Please convert the material from the line with "Put a point on every instance of the hazy" up to and including the line with "x=451, y=475" into a JSON list of strings, one string per line, leaving out any blank lines.
━━━━━ Dataset rows
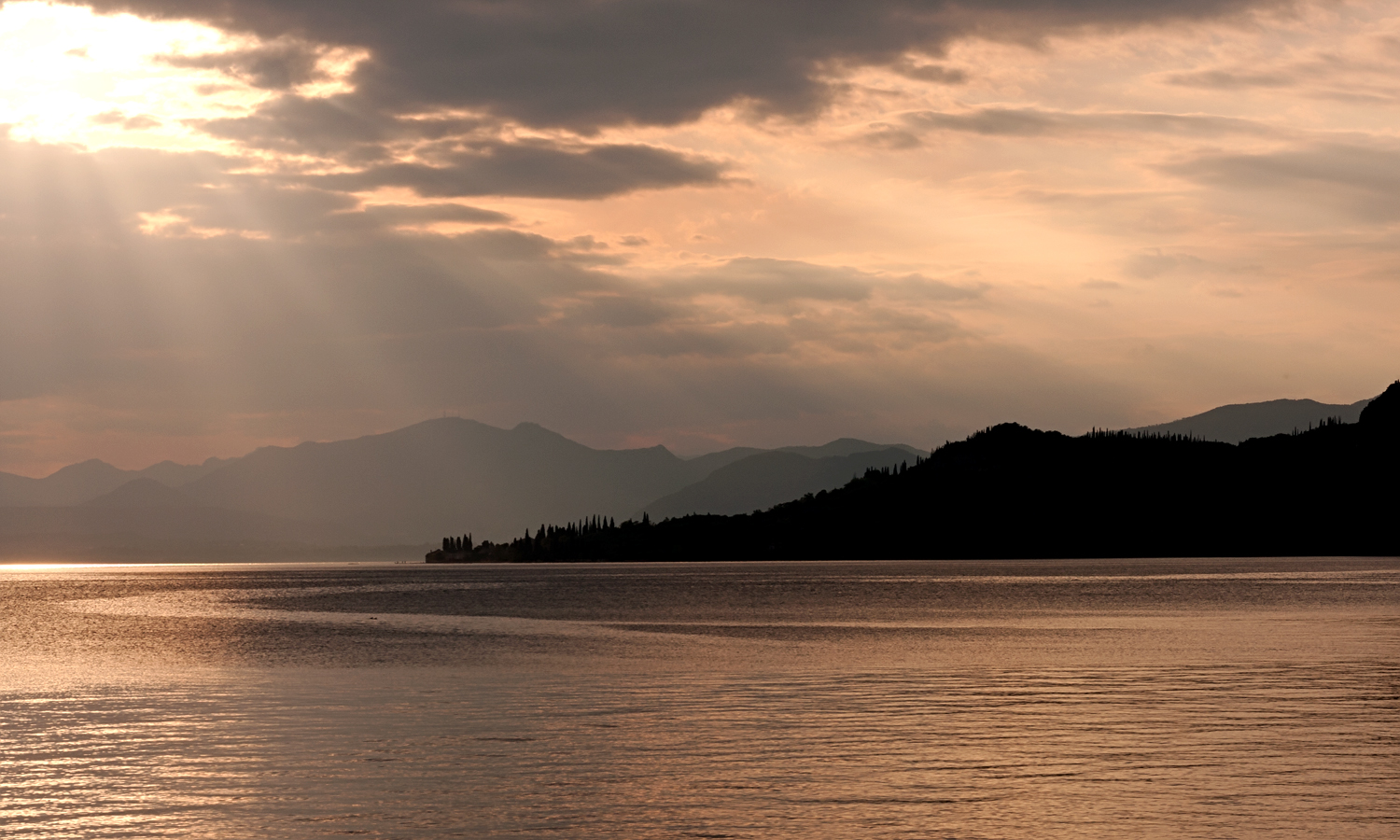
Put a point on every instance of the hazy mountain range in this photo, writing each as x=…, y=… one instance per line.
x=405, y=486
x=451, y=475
━━━━━━━━━━
━━━━━ Dataset rows
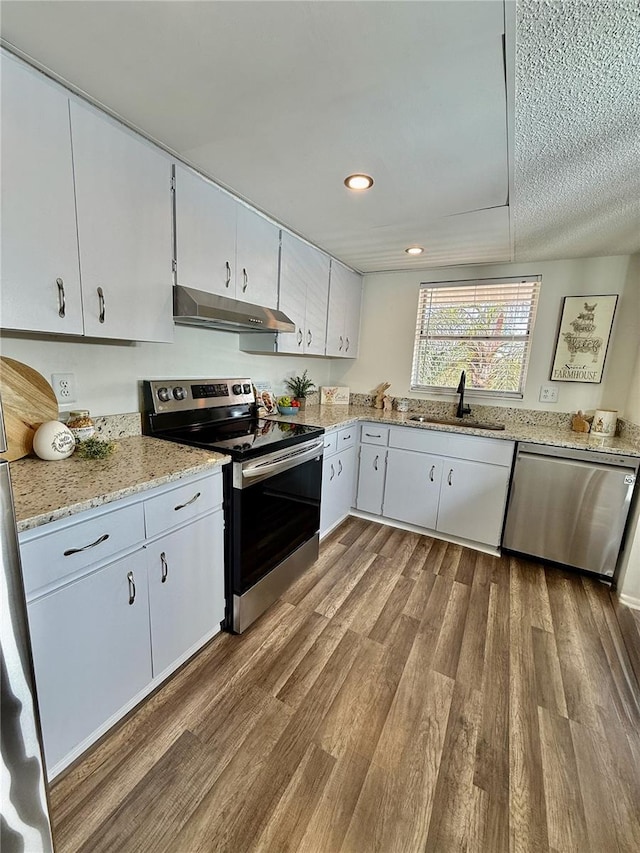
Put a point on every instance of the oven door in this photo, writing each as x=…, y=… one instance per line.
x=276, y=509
━━━━━━━━━━
━━━━━ Dataset rows
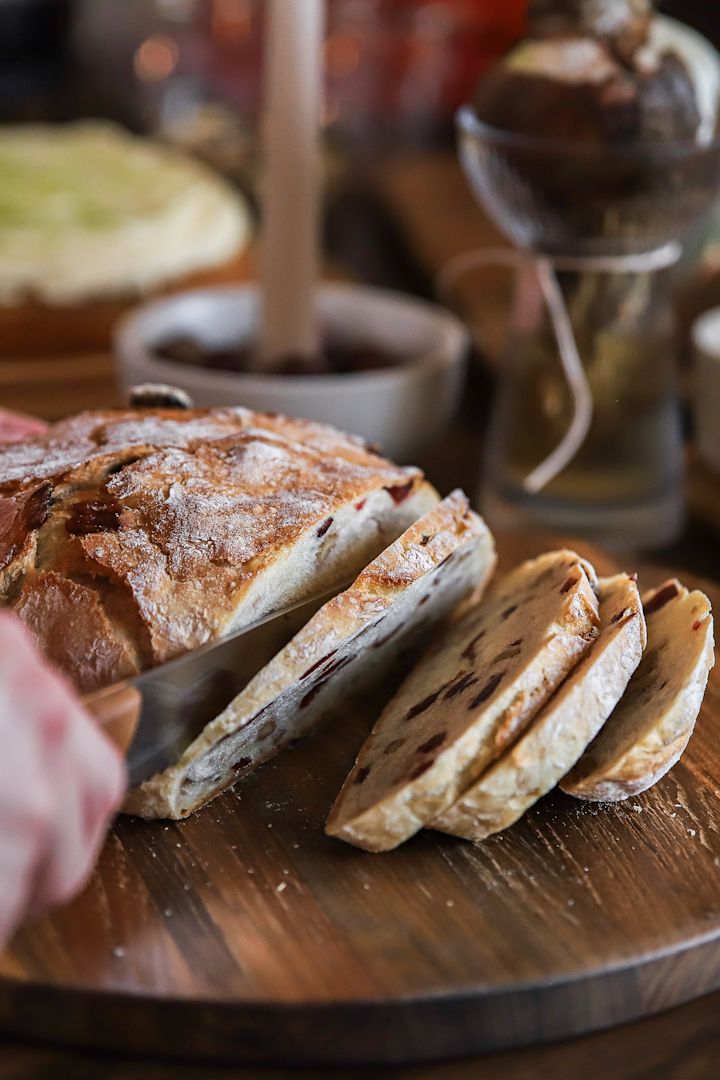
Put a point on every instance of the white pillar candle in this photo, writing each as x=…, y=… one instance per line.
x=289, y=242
━━━━━━━━━━
**The solution**.
[
  "Put a point on every instance of the hazy mountain range in this photo, writing each as x=…, y=… one instance per line.",
  "x=405, y=486",
  "x=451, y=475"
]